The President spoke yesterday in Las Vegas on the Administration’s new refinancing initiative. Just from a public education standpoint, the fact that the President of the United States is telling people they have the opportunity to refinance their mortgage might be as important as the changes to the program, in terms of take-up. What’s key about this from a policy standpoint is how circumspect the President was:
Now, these steps aren’t substitutes for the bold action that we need to create jobs and grow the economy, but they will make a difference. So we’re not going to wait for Congress [...]
So let me just give you an example. If you’ve got a $250,000 mortgage at 6 percent interest rates, but the value of your home has fallen below $200,000, right now you can’t refinance. You’re ineligible. But that’s going to change. If you meet certain requirements, you will have the chance to refinance at lower rates, which could save you hundreds of dollars a month, and thousands of dollars a year on mortgage payments.
This is a unique circumstance, though certainly not in Nevada, where everyone is underwater. We’re talking about homeowners whose loan was acquired by Fannie or Freddie before May 2009, who are underwater on the loan but still current for at least six months, or with only one missed payment in a year. And we’re really talking about the severely underwater, since HARP was already open to those with a 125% loan-to-value ratio.
With that kind of limited scope, it’s hard to agree with Joe Gagnon’s claim that this will create 4 million jobs. But here’s his argument. It’s mainly based on what happens November 15. At that time, the FHFA will announce the “modest fee” associated with the relieving of representations and warranties claims on the loans, something I explained yesterday. There’s substantial question over this; Paul Kiel catches FHFA officials saying that there will be no fee at all. The FHFA’s claim is that loans that were originated over three years ago that made it through the financial crisis and remain current have a very low risk for reps and warranties, and therefore a low value associated with them. Defective loans usually go delinquent much earlier in the process. So they believe they’re not giving up a whole lot with R&W. The banks, of course, do; otherwise they would be refinancing these loans already, and this wouldn’t be a major barrier to refinancing.

[Coordinate annotation entries]
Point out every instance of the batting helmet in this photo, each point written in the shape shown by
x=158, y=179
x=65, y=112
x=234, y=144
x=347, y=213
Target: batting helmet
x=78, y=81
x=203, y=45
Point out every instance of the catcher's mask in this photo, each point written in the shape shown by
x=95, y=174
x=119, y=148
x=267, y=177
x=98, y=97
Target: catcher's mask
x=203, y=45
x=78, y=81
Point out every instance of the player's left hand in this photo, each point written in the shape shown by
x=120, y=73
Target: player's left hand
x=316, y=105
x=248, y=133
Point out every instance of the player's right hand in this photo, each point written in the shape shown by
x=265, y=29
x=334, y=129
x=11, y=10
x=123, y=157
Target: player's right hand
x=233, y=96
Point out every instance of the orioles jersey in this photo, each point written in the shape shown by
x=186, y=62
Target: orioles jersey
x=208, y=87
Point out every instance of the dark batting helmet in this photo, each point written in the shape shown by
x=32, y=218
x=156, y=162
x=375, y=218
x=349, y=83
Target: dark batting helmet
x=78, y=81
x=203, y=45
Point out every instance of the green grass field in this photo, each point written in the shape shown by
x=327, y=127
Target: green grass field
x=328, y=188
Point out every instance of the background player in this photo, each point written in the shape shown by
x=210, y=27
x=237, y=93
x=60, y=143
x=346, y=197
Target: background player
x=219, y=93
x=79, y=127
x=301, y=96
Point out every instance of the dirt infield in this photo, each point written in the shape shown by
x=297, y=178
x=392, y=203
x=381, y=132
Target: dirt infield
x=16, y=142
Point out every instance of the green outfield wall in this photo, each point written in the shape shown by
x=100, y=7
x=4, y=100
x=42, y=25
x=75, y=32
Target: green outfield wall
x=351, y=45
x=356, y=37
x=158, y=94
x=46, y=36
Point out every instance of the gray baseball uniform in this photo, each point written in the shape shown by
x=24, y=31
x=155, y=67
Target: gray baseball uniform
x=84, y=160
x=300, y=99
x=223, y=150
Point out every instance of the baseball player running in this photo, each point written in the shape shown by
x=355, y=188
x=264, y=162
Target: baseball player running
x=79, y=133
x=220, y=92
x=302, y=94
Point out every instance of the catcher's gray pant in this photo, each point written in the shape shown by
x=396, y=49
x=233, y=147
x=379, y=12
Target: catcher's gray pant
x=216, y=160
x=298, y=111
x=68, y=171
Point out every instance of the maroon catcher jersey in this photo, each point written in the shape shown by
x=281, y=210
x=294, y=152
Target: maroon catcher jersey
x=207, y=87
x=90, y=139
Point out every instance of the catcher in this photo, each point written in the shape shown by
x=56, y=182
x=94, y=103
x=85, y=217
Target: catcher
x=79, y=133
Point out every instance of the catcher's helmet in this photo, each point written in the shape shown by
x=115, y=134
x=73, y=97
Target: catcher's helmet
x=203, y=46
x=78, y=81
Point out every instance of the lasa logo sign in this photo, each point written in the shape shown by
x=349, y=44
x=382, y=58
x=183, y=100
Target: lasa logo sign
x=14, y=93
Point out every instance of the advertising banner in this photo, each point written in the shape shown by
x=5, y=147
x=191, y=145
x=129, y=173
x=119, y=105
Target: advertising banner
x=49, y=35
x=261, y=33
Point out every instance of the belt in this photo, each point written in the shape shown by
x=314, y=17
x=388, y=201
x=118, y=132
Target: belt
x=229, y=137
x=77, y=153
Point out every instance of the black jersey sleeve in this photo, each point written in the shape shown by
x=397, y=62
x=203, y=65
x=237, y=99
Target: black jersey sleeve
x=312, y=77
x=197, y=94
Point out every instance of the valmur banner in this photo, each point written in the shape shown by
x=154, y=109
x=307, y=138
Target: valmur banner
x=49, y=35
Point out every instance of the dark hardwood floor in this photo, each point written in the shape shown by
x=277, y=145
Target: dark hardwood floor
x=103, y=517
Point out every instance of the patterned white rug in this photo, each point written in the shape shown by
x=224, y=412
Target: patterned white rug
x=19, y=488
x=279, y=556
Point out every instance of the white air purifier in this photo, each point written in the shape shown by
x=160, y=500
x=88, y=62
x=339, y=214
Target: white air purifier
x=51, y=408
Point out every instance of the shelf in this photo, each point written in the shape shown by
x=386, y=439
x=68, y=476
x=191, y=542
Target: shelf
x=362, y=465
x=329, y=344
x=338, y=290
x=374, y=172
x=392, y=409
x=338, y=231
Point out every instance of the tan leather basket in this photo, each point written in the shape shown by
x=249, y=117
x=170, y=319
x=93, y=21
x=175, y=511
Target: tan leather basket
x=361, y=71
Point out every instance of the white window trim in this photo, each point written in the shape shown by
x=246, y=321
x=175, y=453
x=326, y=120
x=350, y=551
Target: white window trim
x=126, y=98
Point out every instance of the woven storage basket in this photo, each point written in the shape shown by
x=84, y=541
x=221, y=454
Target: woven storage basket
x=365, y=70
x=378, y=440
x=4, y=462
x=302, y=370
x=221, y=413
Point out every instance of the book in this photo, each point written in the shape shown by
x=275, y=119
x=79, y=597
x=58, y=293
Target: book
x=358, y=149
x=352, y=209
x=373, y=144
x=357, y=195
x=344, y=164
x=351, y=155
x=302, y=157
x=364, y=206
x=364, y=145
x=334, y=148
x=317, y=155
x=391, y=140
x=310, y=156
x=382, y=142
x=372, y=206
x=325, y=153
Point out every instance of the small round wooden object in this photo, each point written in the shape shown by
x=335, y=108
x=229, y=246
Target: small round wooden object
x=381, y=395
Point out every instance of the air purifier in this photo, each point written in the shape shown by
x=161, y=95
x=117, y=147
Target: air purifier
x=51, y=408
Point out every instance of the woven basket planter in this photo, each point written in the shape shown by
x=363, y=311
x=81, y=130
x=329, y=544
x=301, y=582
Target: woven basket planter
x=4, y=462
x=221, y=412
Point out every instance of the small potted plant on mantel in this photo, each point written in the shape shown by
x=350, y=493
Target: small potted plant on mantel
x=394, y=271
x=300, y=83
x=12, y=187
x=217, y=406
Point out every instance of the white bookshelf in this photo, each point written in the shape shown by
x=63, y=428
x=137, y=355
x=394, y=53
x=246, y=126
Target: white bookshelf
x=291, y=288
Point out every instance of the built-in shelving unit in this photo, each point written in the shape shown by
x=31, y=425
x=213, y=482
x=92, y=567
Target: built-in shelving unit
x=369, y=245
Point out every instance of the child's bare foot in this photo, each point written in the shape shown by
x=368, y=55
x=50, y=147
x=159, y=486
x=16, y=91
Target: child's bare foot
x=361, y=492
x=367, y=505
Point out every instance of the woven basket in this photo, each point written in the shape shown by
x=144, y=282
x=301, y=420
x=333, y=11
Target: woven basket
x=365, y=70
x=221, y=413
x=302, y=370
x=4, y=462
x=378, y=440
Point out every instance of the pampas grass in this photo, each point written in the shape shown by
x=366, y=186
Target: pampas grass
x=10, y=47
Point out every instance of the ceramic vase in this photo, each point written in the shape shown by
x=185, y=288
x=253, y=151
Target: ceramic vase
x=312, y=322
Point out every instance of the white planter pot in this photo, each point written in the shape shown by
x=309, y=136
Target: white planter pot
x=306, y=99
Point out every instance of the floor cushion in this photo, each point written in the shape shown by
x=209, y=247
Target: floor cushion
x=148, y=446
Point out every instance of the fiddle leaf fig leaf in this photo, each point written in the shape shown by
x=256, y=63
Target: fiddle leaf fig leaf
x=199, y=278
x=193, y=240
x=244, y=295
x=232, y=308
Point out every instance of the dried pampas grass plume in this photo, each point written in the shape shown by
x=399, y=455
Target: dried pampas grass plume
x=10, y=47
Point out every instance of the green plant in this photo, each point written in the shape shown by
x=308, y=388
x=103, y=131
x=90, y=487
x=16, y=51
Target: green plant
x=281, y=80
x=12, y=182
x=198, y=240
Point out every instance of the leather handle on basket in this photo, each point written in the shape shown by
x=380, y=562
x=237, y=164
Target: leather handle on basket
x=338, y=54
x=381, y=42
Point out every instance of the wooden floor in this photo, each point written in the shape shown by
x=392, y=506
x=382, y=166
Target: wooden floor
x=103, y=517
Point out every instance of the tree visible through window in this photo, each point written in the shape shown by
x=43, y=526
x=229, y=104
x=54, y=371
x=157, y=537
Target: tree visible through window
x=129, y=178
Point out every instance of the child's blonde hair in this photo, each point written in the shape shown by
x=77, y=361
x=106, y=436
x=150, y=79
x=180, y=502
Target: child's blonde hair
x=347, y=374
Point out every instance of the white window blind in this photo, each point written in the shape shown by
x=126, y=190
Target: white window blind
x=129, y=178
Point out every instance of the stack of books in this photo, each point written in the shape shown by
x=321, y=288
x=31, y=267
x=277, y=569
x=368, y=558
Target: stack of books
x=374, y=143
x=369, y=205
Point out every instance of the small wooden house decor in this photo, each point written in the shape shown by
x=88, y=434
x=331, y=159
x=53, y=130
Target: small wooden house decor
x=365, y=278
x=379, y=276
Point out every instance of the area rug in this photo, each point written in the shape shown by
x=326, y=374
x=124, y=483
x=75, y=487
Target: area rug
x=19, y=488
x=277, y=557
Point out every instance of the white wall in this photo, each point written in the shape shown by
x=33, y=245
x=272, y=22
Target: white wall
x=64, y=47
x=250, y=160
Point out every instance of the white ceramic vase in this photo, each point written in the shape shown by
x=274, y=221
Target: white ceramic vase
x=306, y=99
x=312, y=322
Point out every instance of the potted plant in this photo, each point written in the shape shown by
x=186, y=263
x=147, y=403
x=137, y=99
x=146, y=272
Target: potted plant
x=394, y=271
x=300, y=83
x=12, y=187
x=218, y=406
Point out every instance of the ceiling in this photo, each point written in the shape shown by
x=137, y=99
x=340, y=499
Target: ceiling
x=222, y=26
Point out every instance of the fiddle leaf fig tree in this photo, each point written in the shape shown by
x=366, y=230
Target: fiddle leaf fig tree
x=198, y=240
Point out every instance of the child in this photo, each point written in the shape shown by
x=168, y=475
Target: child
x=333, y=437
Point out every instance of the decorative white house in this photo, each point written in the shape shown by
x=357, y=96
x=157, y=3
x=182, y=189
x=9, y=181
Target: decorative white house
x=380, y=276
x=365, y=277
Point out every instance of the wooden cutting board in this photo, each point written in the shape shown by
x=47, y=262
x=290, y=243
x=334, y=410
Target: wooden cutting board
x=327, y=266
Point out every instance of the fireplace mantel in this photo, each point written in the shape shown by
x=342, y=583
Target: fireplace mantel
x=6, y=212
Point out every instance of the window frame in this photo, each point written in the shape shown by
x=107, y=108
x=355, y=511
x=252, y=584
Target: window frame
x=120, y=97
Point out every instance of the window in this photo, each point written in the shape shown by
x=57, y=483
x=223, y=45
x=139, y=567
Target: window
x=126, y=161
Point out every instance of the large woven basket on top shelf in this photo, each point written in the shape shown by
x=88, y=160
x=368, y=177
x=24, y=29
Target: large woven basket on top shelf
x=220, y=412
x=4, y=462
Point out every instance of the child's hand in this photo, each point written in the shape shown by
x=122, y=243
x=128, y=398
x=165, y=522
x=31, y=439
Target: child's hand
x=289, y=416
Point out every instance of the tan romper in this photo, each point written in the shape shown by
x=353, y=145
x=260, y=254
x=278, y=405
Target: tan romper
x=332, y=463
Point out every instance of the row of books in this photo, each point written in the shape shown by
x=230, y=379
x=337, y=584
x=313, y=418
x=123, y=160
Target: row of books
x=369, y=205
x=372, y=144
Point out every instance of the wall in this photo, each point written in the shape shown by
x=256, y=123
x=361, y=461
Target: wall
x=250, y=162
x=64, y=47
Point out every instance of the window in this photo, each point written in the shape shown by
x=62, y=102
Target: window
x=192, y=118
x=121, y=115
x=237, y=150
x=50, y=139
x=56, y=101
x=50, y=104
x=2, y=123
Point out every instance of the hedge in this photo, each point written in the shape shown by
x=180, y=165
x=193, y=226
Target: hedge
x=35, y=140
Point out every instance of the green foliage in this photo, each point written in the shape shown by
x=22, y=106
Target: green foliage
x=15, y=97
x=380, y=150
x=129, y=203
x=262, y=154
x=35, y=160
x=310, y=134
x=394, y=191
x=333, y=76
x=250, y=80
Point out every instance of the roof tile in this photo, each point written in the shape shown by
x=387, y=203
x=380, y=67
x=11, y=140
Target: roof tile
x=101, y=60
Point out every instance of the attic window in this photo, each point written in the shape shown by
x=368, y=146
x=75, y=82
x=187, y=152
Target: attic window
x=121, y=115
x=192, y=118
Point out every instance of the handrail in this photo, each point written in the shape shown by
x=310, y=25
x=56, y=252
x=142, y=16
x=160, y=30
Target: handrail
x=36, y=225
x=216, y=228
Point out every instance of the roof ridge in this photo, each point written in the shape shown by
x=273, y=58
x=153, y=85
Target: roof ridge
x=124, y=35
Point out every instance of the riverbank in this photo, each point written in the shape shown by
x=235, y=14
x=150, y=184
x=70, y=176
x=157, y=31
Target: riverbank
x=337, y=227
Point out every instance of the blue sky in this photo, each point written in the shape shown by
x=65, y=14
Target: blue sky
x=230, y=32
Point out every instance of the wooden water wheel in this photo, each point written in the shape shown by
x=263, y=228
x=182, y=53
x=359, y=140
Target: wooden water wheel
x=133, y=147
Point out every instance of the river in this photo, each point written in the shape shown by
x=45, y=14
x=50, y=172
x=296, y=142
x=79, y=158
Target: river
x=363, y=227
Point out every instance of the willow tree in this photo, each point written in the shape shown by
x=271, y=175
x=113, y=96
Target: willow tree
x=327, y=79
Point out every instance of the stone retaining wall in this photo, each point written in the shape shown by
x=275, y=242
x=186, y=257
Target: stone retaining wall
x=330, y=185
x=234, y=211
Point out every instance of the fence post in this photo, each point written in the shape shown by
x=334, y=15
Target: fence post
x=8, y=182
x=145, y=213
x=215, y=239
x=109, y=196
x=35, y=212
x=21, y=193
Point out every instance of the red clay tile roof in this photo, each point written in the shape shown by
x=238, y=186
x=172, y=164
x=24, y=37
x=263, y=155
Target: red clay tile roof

PROBLEM: In the post on the refinancing initiative, on what date will the FHFA announce the "modest fee"? The entries aren't needed here.

RESULT FOR THIS EXERCISE: November 15